**AIM OF THE EXERCISE**
Gather each line of the data below that contains the word "lake".

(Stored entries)
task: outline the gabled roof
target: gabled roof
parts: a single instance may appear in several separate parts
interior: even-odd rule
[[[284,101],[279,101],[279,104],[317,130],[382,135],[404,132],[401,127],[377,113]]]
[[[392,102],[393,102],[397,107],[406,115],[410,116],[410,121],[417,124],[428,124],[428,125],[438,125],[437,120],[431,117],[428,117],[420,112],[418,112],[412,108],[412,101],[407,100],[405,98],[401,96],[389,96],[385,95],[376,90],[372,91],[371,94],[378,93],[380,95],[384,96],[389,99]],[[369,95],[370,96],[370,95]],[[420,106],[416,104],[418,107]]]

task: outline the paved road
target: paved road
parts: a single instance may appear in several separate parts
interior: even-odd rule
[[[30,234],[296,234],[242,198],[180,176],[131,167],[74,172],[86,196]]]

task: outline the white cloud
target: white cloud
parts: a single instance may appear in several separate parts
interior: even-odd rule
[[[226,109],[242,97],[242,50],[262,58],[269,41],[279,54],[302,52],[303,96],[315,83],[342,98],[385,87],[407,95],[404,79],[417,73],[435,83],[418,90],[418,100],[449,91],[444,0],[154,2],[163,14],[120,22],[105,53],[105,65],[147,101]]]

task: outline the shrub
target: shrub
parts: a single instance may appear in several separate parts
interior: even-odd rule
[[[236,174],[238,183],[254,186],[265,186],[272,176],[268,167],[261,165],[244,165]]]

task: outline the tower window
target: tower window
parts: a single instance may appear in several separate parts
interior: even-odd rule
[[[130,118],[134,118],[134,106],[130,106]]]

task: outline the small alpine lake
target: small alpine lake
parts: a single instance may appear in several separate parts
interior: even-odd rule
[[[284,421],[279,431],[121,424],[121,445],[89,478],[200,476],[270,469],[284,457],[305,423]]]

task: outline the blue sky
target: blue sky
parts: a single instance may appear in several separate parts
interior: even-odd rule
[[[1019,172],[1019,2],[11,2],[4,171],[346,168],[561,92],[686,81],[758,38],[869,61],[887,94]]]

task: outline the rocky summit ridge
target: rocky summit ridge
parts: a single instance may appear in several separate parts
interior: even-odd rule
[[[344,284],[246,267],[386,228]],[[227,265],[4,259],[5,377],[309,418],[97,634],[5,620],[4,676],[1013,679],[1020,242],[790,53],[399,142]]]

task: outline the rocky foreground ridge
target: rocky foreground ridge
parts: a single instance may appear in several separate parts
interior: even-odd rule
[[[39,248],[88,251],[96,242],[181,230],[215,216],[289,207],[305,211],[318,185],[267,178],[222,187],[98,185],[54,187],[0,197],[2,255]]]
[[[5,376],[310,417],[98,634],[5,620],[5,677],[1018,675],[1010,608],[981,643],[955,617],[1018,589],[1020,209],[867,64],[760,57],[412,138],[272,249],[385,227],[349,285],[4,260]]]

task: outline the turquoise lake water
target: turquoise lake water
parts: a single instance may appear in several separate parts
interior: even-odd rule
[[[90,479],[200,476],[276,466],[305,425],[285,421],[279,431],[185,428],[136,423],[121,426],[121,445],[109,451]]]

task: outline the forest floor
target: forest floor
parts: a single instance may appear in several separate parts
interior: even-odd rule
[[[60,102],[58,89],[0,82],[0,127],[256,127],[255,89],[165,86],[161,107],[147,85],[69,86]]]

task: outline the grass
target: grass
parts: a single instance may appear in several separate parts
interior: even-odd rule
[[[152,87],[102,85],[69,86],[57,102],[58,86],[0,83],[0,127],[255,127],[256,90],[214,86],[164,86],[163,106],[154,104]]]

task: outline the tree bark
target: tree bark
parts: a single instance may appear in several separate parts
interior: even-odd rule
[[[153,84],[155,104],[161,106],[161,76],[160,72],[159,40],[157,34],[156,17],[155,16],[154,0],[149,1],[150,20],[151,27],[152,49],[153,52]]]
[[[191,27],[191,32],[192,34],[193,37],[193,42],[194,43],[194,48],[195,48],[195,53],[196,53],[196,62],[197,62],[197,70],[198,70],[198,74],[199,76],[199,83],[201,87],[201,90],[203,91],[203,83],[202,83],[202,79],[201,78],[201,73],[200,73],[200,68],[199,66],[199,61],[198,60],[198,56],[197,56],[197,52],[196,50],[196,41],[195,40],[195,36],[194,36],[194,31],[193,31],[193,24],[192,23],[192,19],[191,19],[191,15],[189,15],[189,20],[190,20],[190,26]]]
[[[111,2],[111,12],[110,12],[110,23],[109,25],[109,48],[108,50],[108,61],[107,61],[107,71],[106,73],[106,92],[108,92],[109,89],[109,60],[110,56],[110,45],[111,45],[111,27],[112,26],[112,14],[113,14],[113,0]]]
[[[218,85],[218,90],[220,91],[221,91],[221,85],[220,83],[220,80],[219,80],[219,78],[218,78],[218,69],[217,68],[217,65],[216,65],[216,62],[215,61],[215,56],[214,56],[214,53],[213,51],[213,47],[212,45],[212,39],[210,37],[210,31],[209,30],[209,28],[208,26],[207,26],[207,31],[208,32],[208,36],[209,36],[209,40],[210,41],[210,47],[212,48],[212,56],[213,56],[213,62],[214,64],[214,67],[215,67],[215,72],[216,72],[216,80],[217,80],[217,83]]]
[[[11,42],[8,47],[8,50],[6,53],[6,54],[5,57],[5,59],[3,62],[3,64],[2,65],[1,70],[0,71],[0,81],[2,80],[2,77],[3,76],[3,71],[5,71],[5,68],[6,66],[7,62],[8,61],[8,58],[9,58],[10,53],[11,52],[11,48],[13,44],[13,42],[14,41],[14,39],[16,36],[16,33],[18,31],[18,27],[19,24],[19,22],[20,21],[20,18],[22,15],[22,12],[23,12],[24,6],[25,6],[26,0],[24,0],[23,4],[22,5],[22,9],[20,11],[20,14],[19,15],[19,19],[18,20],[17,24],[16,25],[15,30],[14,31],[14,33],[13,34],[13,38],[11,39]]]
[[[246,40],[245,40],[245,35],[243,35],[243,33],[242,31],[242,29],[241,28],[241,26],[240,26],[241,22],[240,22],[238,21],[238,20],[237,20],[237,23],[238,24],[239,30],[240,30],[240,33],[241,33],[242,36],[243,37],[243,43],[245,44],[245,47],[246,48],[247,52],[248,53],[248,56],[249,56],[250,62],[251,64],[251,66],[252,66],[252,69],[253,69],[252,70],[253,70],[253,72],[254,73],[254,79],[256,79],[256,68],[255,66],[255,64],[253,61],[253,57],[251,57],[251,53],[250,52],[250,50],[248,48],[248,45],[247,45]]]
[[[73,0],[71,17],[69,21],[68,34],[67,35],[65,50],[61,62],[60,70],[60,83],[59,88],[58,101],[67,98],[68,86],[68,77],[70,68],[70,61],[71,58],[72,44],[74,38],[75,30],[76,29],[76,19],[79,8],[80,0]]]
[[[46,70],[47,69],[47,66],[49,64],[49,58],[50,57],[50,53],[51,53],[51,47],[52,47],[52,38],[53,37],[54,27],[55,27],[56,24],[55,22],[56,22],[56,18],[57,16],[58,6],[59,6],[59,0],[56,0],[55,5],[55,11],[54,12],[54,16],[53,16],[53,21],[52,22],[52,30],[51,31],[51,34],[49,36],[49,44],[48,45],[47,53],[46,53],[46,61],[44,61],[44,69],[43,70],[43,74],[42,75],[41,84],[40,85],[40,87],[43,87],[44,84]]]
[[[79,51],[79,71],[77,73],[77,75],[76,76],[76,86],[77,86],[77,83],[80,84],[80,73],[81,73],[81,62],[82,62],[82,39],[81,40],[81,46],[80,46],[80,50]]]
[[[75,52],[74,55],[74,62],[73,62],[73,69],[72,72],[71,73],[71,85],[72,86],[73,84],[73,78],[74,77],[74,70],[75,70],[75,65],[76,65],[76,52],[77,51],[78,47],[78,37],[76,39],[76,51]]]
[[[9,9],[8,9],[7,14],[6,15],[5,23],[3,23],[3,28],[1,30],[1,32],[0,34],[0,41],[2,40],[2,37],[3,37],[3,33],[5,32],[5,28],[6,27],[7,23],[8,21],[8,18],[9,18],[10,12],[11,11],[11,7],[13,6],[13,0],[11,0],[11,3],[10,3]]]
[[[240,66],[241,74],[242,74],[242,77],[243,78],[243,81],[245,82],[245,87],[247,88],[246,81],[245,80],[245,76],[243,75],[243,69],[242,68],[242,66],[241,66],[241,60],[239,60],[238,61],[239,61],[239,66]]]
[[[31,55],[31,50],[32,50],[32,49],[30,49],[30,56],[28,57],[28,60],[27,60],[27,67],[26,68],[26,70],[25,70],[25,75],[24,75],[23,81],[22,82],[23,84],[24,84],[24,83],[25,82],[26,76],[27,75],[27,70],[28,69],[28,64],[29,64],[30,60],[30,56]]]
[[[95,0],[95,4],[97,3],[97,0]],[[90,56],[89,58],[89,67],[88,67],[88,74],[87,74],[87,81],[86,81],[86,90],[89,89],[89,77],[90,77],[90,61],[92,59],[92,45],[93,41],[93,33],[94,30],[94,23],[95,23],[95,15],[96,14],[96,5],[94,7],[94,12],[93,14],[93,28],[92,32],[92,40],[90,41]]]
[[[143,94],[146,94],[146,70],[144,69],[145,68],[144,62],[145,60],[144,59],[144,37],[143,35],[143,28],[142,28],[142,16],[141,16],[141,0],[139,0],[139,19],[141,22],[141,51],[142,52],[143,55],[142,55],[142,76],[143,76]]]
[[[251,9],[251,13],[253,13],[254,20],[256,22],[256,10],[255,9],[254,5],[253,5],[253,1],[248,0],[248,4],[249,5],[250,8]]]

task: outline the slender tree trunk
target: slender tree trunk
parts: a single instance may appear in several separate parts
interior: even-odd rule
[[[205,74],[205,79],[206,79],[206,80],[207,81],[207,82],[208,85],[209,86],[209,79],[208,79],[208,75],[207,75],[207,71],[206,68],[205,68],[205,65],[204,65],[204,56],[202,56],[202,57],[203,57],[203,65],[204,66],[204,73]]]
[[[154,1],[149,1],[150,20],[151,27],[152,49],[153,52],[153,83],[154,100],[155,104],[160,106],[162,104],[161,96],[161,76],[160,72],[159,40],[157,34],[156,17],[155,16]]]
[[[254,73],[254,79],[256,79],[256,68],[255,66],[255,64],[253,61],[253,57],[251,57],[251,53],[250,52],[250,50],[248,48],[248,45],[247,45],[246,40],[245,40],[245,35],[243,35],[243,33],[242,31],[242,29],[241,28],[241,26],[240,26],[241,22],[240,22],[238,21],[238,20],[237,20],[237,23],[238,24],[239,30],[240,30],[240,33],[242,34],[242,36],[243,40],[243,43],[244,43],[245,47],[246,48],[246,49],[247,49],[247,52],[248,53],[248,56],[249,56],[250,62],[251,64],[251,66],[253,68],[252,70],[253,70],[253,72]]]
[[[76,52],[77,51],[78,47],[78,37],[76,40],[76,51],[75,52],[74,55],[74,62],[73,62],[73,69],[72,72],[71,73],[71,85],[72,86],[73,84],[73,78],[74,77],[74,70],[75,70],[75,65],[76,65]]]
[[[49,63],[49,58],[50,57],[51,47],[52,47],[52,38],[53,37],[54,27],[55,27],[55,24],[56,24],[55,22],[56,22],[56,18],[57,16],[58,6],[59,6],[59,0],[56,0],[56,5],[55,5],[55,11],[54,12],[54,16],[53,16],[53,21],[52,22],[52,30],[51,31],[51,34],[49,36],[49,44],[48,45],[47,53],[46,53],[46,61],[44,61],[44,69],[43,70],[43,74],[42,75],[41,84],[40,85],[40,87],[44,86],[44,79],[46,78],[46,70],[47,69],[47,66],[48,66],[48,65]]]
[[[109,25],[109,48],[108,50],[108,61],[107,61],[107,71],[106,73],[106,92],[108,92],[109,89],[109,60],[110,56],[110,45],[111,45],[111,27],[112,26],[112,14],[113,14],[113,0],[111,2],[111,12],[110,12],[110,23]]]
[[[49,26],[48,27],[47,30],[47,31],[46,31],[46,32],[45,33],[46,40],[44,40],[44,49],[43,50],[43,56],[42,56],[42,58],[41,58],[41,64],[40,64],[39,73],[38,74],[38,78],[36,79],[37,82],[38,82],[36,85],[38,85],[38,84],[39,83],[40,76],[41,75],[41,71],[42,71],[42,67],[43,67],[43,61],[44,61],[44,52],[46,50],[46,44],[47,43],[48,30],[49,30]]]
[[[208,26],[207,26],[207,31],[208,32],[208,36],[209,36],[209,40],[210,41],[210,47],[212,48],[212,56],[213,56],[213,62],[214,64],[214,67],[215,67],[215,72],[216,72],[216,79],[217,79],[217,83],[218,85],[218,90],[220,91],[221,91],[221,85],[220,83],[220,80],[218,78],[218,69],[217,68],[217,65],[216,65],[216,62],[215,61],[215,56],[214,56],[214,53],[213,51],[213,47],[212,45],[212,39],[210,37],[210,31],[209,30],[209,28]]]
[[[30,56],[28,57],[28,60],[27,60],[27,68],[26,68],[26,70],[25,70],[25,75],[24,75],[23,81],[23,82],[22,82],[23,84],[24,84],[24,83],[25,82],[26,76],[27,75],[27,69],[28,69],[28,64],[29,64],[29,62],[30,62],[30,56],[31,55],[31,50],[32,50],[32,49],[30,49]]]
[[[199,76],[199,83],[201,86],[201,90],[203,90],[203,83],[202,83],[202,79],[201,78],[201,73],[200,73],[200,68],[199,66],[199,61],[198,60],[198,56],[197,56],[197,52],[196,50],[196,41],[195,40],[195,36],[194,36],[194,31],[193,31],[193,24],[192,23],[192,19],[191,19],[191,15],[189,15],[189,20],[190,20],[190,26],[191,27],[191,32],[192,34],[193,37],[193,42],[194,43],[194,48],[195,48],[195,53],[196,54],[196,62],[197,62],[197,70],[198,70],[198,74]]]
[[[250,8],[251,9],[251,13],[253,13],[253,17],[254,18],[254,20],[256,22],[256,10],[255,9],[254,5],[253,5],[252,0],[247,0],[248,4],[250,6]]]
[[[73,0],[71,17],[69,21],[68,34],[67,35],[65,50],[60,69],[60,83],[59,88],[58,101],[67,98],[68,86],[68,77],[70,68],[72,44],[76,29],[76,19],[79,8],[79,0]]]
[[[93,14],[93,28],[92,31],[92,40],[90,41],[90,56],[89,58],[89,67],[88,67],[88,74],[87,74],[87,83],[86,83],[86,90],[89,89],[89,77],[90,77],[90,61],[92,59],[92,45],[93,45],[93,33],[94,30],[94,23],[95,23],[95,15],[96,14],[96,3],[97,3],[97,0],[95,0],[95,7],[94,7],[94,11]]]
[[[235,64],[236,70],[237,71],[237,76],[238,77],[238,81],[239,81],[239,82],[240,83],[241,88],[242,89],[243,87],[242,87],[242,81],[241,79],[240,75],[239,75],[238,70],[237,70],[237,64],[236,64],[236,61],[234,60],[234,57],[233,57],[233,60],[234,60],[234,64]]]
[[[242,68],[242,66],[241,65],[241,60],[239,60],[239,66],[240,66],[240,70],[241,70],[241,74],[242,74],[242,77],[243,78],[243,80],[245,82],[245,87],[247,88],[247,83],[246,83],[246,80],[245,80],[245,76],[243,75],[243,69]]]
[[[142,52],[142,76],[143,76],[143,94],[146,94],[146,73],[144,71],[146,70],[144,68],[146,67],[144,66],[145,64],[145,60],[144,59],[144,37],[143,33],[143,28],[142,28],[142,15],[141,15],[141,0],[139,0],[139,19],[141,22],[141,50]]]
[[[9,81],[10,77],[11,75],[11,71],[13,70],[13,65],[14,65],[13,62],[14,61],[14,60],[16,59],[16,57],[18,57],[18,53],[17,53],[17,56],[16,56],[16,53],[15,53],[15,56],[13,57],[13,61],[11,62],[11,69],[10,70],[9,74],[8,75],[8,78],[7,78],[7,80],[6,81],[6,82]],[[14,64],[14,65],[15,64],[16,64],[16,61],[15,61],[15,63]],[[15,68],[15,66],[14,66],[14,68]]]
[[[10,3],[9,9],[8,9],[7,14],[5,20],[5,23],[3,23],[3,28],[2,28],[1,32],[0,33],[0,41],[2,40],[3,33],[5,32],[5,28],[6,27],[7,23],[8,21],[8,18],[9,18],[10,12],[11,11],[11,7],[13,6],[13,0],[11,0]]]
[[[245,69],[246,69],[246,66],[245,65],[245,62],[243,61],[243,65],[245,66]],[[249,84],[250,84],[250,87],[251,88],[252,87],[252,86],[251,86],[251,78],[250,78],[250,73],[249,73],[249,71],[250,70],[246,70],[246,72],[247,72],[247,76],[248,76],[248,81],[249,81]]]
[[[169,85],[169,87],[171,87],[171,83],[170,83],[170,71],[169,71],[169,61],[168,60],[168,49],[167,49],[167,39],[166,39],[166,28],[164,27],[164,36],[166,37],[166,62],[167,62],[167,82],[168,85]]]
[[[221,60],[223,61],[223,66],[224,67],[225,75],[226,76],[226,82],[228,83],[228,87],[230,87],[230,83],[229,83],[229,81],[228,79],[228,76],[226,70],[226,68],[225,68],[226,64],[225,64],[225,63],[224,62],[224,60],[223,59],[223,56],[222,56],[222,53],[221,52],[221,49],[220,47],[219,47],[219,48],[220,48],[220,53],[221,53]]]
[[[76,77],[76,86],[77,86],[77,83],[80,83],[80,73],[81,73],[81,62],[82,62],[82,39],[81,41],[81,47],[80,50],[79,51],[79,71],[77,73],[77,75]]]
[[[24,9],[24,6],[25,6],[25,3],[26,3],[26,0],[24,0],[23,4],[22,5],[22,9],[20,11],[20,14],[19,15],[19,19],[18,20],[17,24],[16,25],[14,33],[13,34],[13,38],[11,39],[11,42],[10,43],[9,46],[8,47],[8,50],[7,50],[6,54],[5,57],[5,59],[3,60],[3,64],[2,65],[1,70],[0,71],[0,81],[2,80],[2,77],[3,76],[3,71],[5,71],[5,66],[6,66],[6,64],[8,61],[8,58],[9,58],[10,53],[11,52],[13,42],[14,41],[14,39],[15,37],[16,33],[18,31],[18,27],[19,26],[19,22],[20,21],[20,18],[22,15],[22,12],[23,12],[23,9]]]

**ANSWER**
task: outline the small alpine lake
target: small alpine lake
task: outline the turquoise lake water
target: turquoise lake water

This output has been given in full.